- INSTRUCTION 1
Please copy, word for word, the part of the essay against New Year's resolutions that opens with the words containing "I, Yolanda White, being" and closes with "roots and legumes.".
- INSTRUCTION 2
Write what comes next in the essay against New Year's resolutions, picking up after its final sentence.

- SOURCE
— Begin —

I, Yolanda White, being of fairly sound mind and increasingly more sound body, herby solemnly swear, as the goddess is my witness, to never make another New Year’s Resolution, again, so long as I live – till’ death do I part
To rephrase a celebrated children’s fable, “I will not make New Year’s resolution, Sam I am. I will not make them here or there, not in a box or with a fox, I do not like resolutions, Sam I am, I will not make them anywhere.”
By January, the time when “tisn’t the season to be jolly” anymore, I really decide that I hate New Year’s resolutions, like snakes hate belt buckles. Undoubtedly, it isn’t the fact that I have failed miserably each year that I tired to set various goals, such as loosing my grip on the Robert’s Butter Pecan custard and replacing the buttery treat with a menu of dead leaves, roots and legumes.
Nor is it that I have fought vehemently at the onset of several New Year’s past, to drop that couple extra pounds of fat and tow their greasy remains around in a giant plastic bag, atop a red flyer wagon, smiling, waving. It isn’t even my many-made, seriously vigorous attempts to drop a few pesky, “not-so-significant” others from my adoring flock of half-hearted potential male suitors, which render me resolutionless.
I simply detest a day –a time of year – where every hard-hearted, wanton debaucher, compulsive spender, and insatiable glutton around, vow to do things differently, for real this time, again. And this is despite the fact that all year long they are bitterly mean and self-absorbed, like the people driving by offering me the quintessential finger because my outside brake light doesn’t work regularly.
Despised too is the ne’er-do-well manboy who has cheated and cheated on his all-too-forgiving girlfriend, only to start his year anew-craftily cheating, no doubt! And don’t let me go there about greed, one of the seven deadliest sins. I have been slowed in far too many fast food lines by people who just had to have their fast food still faster then me. These speedsters skipped me, despite my being first in line.

— End —

- MATERIAL

— Begin —

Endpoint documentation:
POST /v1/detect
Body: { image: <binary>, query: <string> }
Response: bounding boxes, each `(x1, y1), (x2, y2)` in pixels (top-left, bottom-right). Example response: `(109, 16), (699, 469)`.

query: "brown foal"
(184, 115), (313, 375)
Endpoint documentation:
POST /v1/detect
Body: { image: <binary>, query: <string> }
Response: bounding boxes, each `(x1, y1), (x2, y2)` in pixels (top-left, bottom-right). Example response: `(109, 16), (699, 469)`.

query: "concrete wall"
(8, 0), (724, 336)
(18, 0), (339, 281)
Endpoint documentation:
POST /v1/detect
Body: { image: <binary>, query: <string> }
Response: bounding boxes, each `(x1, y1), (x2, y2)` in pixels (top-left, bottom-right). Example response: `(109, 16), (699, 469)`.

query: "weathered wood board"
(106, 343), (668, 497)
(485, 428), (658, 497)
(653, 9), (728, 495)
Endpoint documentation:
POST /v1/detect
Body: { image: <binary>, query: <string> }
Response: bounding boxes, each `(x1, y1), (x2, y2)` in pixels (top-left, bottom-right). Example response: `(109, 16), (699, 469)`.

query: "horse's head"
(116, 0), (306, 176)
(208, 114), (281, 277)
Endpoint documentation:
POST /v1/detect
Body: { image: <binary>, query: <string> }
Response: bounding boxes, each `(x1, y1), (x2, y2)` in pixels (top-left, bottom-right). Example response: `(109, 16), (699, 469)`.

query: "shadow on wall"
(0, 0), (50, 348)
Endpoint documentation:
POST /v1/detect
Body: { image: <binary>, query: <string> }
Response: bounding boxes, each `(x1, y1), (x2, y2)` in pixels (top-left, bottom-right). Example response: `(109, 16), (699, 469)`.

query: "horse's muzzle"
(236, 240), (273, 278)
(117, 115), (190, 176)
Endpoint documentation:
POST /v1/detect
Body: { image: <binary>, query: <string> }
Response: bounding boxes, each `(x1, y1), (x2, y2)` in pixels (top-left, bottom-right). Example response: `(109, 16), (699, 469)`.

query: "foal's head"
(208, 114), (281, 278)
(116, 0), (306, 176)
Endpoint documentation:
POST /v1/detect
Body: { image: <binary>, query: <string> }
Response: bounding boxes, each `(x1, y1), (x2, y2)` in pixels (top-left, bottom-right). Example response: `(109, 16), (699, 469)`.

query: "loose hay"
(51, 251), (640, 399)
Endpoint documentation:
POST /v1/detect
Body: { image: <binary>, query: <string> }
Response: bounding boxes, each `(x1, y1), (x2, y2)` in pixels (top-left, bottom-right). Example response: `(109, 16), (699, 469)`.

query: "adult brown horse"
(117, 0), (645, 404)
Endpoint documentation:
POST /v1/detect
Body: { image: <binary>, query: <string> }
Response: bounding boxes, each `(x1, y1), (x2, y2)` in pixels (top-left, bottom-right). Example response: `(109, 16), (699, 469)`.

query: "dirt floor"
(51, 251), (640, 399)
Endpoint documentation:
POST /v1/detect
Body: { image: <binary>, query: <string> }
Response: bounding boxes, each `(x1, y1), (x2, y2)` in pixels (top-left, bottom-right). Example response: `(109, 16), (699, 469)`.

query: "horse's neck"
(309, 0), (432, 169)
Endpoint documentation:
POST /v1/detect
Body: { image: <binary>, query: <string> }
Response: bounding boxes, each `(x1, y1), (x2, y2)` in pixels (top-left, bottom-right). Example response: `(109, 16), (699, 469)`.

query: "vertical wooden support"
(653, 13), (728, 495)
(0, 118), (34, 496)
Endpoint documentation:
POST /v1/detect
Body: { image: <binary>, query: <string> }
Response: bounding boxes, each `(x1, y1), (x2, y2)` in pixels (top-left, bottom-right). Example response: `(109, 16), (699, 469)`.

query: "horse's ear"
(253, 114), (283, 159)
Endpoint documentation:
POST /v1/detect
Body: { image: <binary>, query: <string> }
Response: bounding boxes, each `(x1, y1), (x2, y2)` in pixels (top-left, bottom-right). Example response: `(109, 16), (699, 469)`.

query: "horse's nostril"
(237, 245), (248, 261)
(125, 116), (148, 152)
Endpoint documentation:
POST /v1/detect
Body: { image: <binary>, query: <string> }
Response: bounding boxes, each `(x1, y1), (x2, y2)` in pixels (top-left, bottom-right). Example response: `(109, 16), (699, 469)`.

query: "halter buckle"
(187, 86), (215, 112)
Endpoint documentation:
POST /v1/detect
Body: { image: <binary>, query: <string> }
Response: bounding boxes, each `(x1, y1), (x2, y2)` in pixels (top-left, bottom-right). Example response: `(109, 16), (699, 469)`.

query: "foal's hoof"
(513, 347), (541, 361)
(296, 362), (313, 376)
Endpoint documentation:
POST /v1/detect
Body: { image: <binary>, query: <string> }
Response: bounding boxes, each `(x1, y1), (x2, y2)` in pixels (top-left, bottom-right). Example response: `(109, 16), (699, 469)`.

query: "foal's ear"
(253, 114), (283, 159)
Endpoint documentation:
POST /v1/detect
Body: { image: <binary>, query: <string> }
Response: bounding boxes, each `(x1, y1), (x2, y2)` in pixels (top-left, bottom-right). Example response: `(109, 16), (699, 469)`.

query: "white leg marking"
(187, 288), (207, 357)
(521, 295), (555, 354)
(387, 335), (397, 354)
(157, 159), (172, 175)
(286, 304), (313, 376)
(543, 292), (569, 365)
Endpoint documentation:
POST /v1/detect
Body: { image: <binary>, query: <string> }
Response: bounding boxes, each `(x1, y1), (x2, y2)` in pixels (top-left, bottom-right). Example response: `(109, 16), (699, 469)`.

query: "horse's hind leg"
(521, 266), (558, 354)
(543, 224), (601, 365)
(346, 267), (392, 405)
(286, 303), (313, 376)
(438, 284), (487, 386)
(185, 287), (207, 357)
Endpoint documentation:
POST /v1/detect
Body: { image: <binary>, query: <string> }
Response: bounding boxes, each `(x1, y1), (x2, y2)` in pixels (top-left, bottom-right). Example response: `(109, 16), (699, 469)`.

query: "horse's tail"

— End —

- WRITTEN ANSWER 1
I, Yolanda White, being of fairly sound mind and increasingly more sound body, herby solemnly swear, as the goddess is my witness, to never make another New Year’s Resolution, again, so long as I live – till’ death do I part
To rephrase a celebrated children’s fable, “I will not make New Year’s resolution, Sam I am. I will not make them here or there, not in a box or with a fox, I do not like resolutions, Sam I am, I will not make them anywhere.”
By January, the time when “tisn’t the season to be jolly” anymore, I really decide that I hate New Year’s resolutions, like snakes hate belt buckles. Undoubtedly, it isn’t the fact that I have failed miserably each year that I tired to set various goals, such as loosing my grip on the Robert’s Butter Pecan custard and replacing the buttery treat with a menu of dead leaves, roots and legumes.

- WRITTEN ANSWER 2
I don’t feel that these are petty occurrences, but rather important lil’ incidents in my life that render me impotent and mistrusting of people who swear to be better at living and experiencing their lives, but only beginning in January.
Why not be better all year long? That’s not molecular rocketry? Why not make a resolution each and every day – to make a lasting behavior change? It’s almost as if some people screw up and screw off all year round and in the middle of their trough of thanksgiving turkey, begin to be haunted by a frightening December approaching, and an even more horrifying January. A January where they look in the mirror and decide that they don’t like who they are, what they see, or what they have become; when any day they could have chosen to change.
Watching droves and droves of “gung-hoers” dive in headfirst to a New Year’s resolution cesspool, then hit their heads on the bottom of an empty promise – is painful for me to see.
Perhaps because I make yearlong attempts to listen to people, give of my time and myself, and be truthful, thrifty and tolerant of things and people – some of which really trip my trigger. Still, I won’t wait till the year is almost over and resolve to be better, when being at your best is a daily voluntary act that, with practice, can be become as natural as breathing.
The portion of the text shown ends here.